Saved entries =>
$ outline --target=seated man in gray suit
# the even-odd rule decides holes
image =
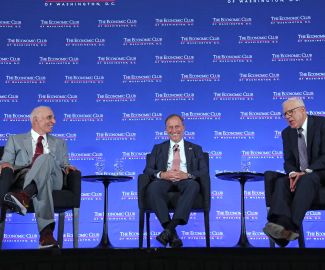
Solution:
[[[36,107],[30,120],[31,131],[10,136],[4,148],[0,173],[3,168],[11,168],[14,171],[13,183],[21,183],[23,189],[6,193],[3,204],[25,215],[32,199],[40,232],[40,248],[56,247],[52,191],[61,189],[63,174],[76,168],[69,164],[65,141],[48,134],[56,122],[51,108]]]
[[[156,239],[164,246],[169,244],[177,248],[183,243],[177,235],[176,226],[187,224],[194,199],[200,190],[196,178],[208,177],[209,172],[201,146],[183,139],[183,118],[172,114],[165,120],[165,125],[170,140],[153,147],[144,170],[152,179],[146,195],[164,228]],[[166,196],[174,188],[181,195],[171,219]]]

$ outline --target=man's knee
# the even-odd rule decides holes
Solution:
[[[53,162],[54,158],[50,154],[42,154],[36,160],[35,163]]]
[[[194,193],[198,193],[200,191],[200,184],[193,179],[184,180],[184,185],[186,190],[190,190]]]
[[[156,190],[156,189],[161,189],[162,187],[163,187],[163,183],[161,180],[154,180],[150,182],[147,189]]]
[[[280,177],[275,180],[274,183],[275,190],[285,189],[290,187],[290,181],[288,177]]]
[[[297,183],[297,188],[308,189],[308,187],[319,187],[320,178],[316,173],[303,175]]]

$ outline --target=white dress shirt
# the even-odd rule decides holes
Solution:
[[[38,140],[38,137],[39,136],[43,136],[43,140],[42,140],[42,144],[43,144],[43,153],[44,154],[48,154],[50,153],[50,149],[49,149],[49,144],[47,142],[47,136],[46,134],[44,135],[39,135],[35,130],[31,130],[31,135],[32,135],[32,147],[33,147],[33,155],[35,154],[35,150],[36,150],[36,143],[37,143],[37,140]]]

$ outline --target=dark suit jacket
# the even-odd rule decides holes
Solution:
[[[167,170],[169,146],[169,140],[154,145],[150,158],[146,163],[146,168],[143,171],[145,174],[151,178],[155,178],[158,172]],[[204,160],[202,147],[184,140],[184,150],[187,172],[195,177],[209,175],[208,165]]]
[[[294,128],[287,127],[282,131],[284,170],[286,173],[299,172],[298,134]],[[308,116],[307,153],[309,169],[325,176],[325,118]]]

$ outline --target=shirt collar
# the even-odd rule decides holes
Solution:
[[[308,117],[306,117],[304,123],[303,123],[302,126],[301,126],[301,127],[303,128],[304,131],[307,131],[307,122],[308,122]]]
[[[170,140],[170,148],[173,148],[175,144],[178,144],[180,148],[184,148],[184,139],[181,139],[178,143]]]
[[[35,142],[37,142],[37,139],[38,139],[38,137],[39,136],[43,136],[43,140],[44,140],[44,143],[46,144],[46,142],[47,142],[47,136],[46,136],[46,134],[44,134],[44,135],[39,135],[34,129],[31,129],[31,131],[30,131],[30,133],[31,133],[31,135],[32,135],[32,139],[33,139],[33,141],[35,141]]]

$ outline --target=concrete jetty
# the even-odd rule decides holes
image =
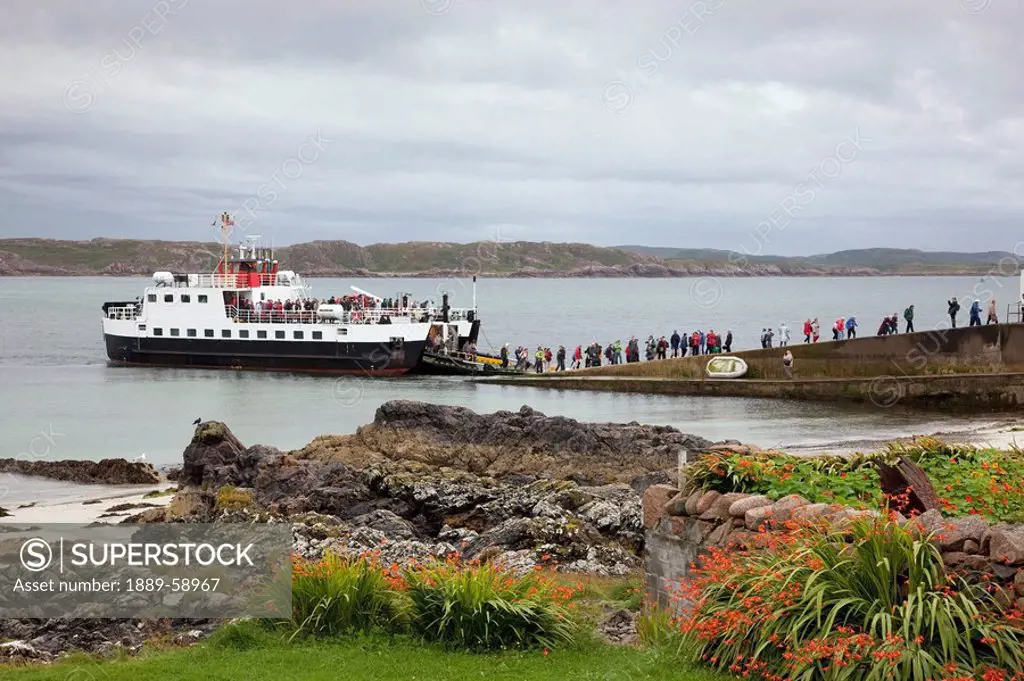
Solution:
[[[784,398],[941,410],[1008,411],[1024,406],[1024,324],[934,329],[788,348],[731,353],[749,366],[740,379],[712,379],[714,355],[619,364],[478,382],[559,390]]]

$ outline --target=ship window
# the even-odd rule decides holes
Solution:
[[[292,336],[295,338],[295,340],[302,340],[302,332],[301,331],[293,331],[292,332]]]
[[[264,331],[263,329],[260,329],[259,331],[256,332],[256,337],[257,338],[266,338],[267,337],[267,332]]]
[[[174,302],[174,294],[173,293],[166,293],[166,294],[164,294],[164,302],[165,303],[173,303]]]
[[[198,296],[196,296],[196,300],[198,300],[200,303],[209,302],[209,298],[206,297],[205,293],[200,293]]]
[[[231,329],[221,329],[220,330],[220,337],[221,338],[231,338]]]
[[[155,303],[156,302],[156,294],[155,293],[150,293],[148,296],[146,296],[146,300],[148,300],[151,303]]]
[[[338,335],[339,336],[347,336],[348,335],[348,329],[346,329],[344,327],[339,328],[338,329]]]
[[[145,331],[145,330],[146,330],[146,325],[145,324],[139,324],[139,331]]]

Task instructions => Pictures are not part of the copy; transcribe the rest of the data verbatim.

Written solution =>
$ outline --target=seated man in gray suit
# the even-odd rule decides holes
image =
Solution:
[[[36,107],[30,120],[31,131],[10,136],[4,148],[0,173],[3,168],[11,168],[14,171],[13,183],[21,183],[23,189],[6,193],[3,204],[25,215],[32,199],[40,232],[40,248],[56,247],[52,191],[61,189],[63,174],[76,168],[69,164],[65,141],[48,134],[56,122],[51,108]]]
[[[156,239],[164,246],[169,244],[177,248],[183,243],[177,235],[176,226],[187,224],[194,199],[200,190],[196,178],[208,177],[209,172],[201,146],[183,139],[183,118],[172,114],[165,120],[165,125],[170,140],[153,147],[144,170],[152,179],[146,195],[164,228]],[[166,196],[174,188],[181,195],[171,219]]]

$ outline --target=man's knee
# the even-odd rule decides holes
Solution:
[[[53,162],[54,158],[50,154],[42,154],[36,160],[35,163]]]
[[[194,193],[198,193],[200,191],[200,184],[193,179],[184,180],[184,185],[186,190],[190,190]]]
[[[156,190],[156,189],[161,189],[162,187],[163,187],[163,183],[161,180],[154,180],[150,182],[147,189]]]
[[[280,177],[275,180],[274,183],[275,190],[285,189],[290,187],[290,181],[288,177]]]
[[[297,183],[297,188],[308,189],[308,187],[319,187],[320,178],[316,173],[303,175]]]

$ outline --target=white dress shirt
# the even-odd rule decides holes
Solution:
[[[38,140],[38,137],[39,136],[43,136],[43,140],[42,140],[42,144],[43,144],[43,153],[44,154],[48,154],[50,153],[50,149],[49,149],[49,144],[47,142],[47,136],[46,134],[44,135],[39,135],[35,130],[31,130],[31,135],[32,135],[32,147],[33,147],[33,155],[35,154],[35,150],[36,150],[36,143],[37,143],[37,140]]]

$ outline --target=dark suit jacket
# the even-odd rule decides holes
Solution:
[[[167,170],[169,146],[169,140],[154,145],[150,158],[146,163],[146,168],[143,171],[145,174],[151,178],[155,178],[158,172]],[[204,160],[202,147],[184,140],[184,150],[187,172],[195,177],[209,175],[208,165]]]
[[[294,128],[287,127],[282,131],[284,170],[286,173],[299,172],[298,134]],[[308,116],[307,153],[309,169],[325,176],[325,118]]]

$ outline --target=shirt collar
# the even-odd rule decides holes
Solution:
[[[308,117],[306,117],[304,123],[303,123],[302,126],[301,126],[301,127],[303,128],[304,131],[307,131],[307,122],[308,122]]]
[[[170,140],[170,148],[173,148],[175,144],[178,144],[180,148],[184,148],[184,139],[181,139],[178,143]]]
[[[35,142],[37,142],[37,139],[38,139],[38,137],[39,136],[43,136],[43,140],[44,140],[44,143],[46,144],[46,142],[47,142],[47,136],[46,136],[46,134],[44,134],[44,135],[39,135],[34,129],[31,129],[31,131],[30,131],[30,133],[31,133],[31,135],[32,135],[32,139],[33,139],[33,141],[35,141]]]

$ outline --target=concrete jetty
# the even-odd rule decides holes
image =
Solution:
[[[784,398],[941,410],[1008,411],[1024,406],[1024,324],[934,329],[788,348],[731,353],[749,366],[740,379],[712,379],[714,355],[619,364],[478,382],[559,390]]]

$ outline --target=ship window
# the even-odd rule decides holes
Solution:
[[[292,336],[295,338],[295,340],[302,340],[302,332],[301,331],[293,331],[292,332]]]
[[[264,331],[263,329],[260,329],[259,331],[256,332],[256,337],[257,338],[266,338],[267,337],[267,332]]]
[[[174,302],[174,294],[173,293],[166,293],[166,294],[164,294],[164,302],[165,303],[173,303]]]
[[[198,296],[196,296],[196,300],[198,300],[200,303],[209,302],[209,298],[206,297],[205,293],[200,293]]]
[[[231,329],[221,329],[220,330],[220,337],[221,338],[231,338]]]
[[[155,303],[156,302],[156,294],[155,293],[150,293],[148,296],[146,296],[146,300],[148,300],[151,303]]]
[[[338,335],[339,336],[347,336],[348,335],[348,329],[346,329],[344,327],[339,328],[338,329]]]
[[[145,331],[145,330],[146,330],[146,325],[145,324],[139,324],[139,331]]]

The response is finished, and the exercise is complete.